* Aim of the exercise: Reproduce the entries below verbatim, with every line and character unchanged.
##############################
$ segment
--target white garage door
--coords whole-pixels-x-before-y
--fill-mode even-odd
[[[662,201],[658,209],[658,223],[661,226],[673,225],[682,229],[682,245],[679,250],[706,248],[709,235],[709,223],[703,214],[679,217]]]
##############################
* Solution to this problem:
$ segment
--target white garage door
--coords whole-pixels-x-before-y
--fill-mode even-odd
[[[662,201],[658,209],[658,223],[661,226],[673,225],[682,229],[682,245],[679,250],[706,248],[709,235],[709,223],[703,214],[679,217]]]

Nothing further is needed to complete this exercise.